=== Source extract ===

# Albright & Wilson, marchon chemical plant, whitehaven, june 2008



## BrickMan (Jun 12, 2008)

Well I lie, less *uber massive chemical plant the likes of which would have dwarfed pyestock*, more *the offices and admin and science/chemlabs left behind after 3yrs worth of demo work  no seriously, its taken around 3yrs of work to remove all the plant and equipment from site! 

Visited over a year ago on three occasions, back then there was some plant, some soap packaging lines, and a twin gas turbine power plant, and the opening to two large mineral mines. but still the vast mass of plant and process equipment had been packed up and shipped abroad (I presume).

Now all that remains is the admin block, the company headquarters office complex & science labs. and the security bungalow at the far end of site (nearly a mile away!!!).

Visited with dempsey following a whole spate of failed attempts at some new sites, inc one extremly close run in with some police LOL *oh noes, hide in the bushs, THERE AREN'T ANY, oh, well just duck down and hope they don't see us* :freak worked though 

apologies for dodgy whitebalance, left it on auto so they are all over the shop, even though tried to correct by post process but still a bit off.






NE side of science block, hadn't done this bit until now, according to dempsey it was mint and sealed until last june, chavs have had a field day inside.





showing the levels of the block. down to the left is the company headquarters, large cafeteria, wharehouse space, library and board rooms., and the 3rd building to the extreme far left is the site office, including IT and admin.





front pavillion on the science labs, really 80's with that copper style tinted glass, there used to be well groomed gardens and pathways leading along the front of all three building, now WELL overgrown.





straight to the lowest level, looks like a forklift drivers playground in this partially sublevel.





awesome finds, bags of big rubber handling gloves, little blue ones and then all these extractor cabinets, just like in school all them years ago :thumb





chavs were here  looks like some kind of torture rack! 





still loads of stuff left, last year all of this would have been neatly packaged and in their respective drawers.





uhoh, macro stuff 





dempsey with his fav gloves, prob fav shot of day.





tried for some hdr on this, but it came out purple& radioactive colours again :freak 

into the 2nd building now, the head office/cafe/wharehouse building.

=== Supplied material ===

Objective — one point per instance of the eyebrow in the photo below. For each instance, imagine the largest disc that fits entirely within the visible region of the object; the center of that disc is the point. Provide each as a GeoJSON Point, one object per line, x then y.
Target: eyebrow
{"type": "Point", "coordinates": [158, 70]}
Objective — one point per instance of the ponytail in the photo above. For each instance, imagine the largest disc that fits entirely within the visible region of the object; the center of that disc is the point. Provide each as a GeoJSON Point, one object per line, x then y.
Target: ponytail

===
=== Supplied material ===

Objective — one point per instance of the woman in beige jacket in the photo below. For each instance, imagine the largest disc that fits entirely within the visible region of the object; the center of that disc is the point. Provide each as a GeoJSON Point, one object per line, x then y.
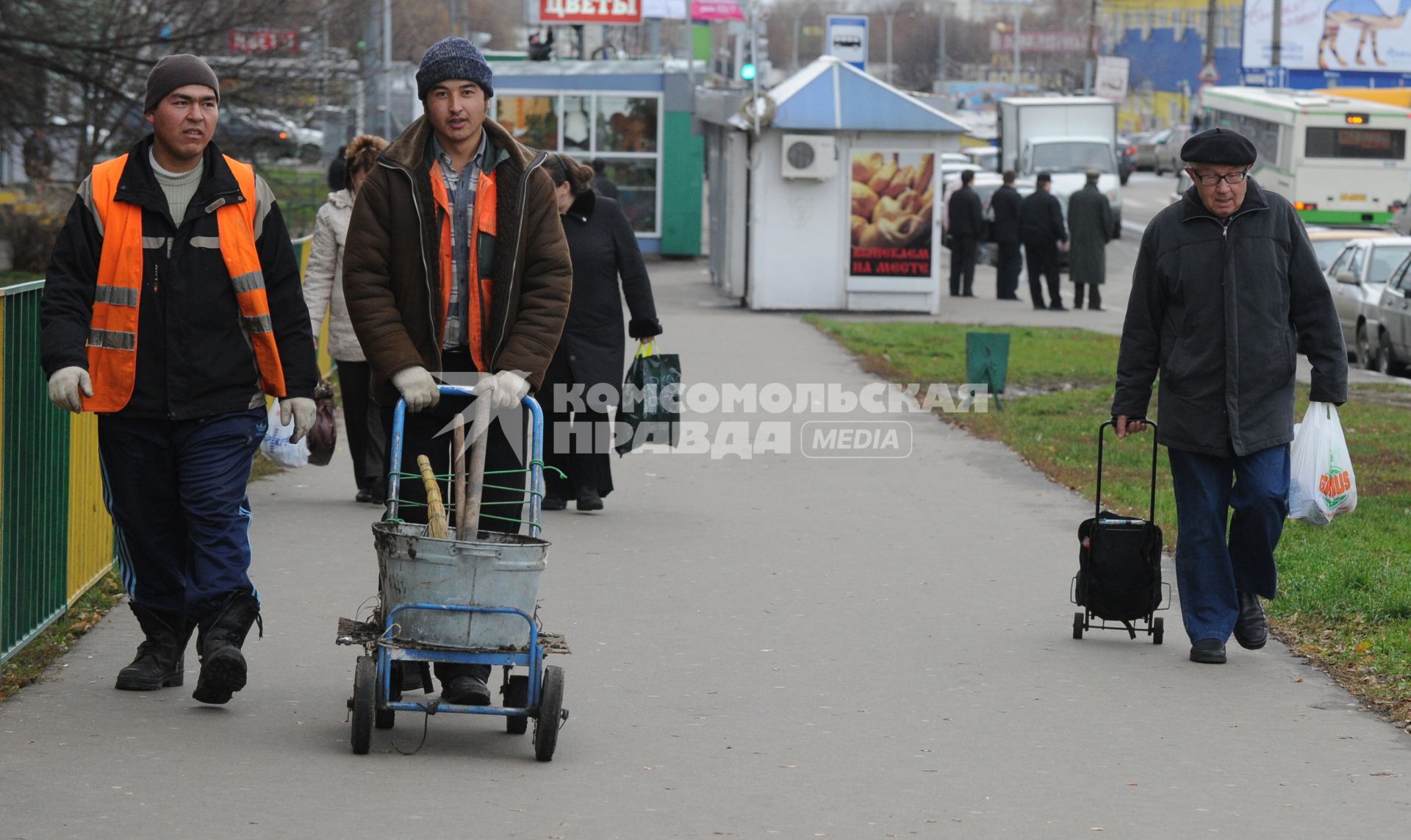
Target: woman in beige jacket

===

- _Instruction_:
Decide whether each statement agrees with the forum post about the Marchon chemical plant, answering yes or no and quoting the post's deciding words: 1. Removing the plant and equipment from the site took around three years. 2. The security bungalow stands close to the admin block. 3. The white balance was set manually for the photos. None of the items is needed here.

- _Answer to this exercise_:
1. Yes: "its taken around 3yrs of work to remove all the plant and equipment from site!"
2. No: "the security bungalow at the far end of site (nearly a mile away!!!)"
3. No: "left it on auto"